### Given exercise
Extract each line of the data below exactly as written.

### Data for the task
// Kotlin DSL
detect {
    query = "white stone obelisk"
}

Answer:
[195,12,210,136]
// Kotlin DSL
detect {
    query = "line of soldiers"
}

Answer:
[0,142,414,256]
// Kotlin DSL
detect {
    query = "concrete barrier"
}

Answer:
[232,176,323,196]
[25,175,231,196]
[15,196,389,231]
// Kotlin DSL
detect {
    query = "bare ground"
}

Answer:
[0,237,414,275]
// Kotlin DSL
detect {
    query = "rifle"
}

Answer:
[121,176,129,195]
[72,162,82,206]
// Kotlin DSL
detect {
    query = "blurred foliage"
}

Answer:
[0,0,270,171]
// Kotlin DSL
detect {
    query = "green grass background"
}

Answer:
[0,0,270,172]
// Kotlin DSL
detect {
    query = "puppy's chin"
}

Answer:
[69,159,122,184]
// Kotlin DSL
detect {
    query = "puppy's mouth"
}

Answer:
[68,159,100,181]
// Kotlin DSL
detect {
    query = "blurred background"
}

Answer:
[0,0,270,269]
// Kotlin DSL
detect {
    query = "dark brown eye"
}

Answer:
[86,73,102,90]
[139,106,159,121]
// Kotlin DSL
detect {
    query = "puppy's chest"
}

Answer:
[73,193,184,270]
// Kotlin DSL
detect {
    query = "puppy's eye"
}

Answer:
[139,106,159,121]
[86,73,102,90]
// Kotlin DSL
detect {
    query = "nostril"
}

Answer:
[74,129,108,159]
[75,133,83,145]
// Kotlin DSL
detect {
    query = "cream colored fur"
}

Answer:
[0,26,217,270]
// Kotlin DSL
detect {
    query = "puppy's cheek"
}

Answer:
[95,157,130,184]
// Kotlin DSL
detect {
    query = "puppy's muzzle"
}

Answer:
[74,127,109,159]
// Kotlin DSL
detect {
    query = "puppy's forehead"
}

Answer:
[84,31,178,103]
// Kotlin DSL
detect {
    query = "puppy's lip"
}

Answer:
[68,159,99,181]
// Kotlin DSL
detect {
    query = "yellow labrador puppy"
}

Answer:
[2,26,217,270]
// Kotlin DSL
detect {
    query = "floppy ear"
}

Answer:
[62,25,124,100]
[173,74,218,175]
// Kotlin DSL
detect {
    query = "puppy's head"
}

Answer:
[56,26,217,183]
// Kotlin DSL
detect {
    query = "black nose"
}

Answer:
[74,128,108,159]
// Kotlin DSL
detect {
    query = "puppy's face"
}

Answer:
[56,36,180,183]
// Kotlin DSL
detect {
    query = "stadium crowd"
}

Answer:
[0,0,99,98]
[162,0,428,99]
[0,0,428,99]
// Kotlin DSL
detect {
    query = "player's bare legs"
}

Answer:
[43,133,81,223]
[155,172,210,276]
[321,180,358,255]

### Result
// Kotlin DSL
detect {
    query = "white stone obelisk"
}

Answer:
[195,12,210,136]
// Kotlin DSL
detect {
    query = "line of soldiers"
}

Answer:
[0,142,414,256]
// Kotlin DSL
detect {
    query = "concrete barrier"
}

Answer:
[232,176,323,196]
[25,175,231,196]
[15,196,389,231]
// Kotlin DSL
detect {
    query = "bare ground"
}

Answer:
[0,237,414,275]
// Kotlin DSL
detect {
    query = "rifle"
}

Answer:
[121,176,129,195]
[72,162,82,206]
// Kotlin DSL
detect {
    query = "blurred foliage"
}

Answer:
[0,0,270,171]
// Kotlin DSL
detect {
    query = "green grass background"
}

Answer:
[0,0,270,172]
// Kotlin DSL
detect {
    query = "puppy's chin"
}

Answer:
[69,159,122,184]
// Kotlin DSL
detect {
    query = "puppy's mouth"
}

Answer:
[68,159,100,181]
// Kotlin DSL
detect {
    query = "blurred background"
}

Answer:
[0,0,270,269]
// Kotlin DSL
detect {
    query = "dark brown eye"
}

Answer:
[86,73,102,90]
[139,106,159,121]
// Kotlin DSL
detect {
    query = "puppy's chest"
}

Answer:
[73,193,184,270]
// Kotlin DSL
detect {
    query = "puppy's eye"
}

Answer:
[139,106,159,121]
[86,73,102,90]
// Kotlin DSL
detect {
    query = "nostril"
}

Answer:
[74,129,108,159]
[75,133,83,145]
// Kotlin DSL
detect {
    query = "cream colored fur"
}

Answer:
[0,26,217,270]
// Kotlin DSL
detect {
    query = "puppy's cheek"
}

Answer:
[95,157,130,184]
// Kotlin DSL
detect {
    query = "puppy's muzzle"
}

Answer:
[74,127,109,159]
// Kotlin DSL
detect {
    query = "puppy's forehead"
}

Answer:
[84,31,178,103]
// Kotlin DSL
detect {
    query = "puppy's lip"
}

Answer:
[68,159,99,181]
// Kotlin DSL
detect {
    query = "yellow labrador puppy"
}

Answer:
[2,26,217,270]
// Kotlin DSL
detect {
    query = "floppy ear"
}

Answer:
[62,25,124,100]
[173,74,218,175]
// Kotlin DSL
detect {
    query = "puppy's head"
}

Answer:
[56,26,217,183]
// Kotlin DSL
detect {
    query = "black nose"
}

Answer:
[74,128,108,159]
// Kotlin DSL
detect {
    query = "puppy's face"
}

Answer:
[56,36,180,183]
// Kotlin DSL
detect {
    query = "stadium crowd"
}

Answer:
[0,0,99,98]
[162,0,428,99]
[0,0,428,99]
// Kotlin DSL
detect {
    query = "player's bare legs"
}

Answer:
[43,133,81,223]
[155,172,210,276]
[321,180,358,255]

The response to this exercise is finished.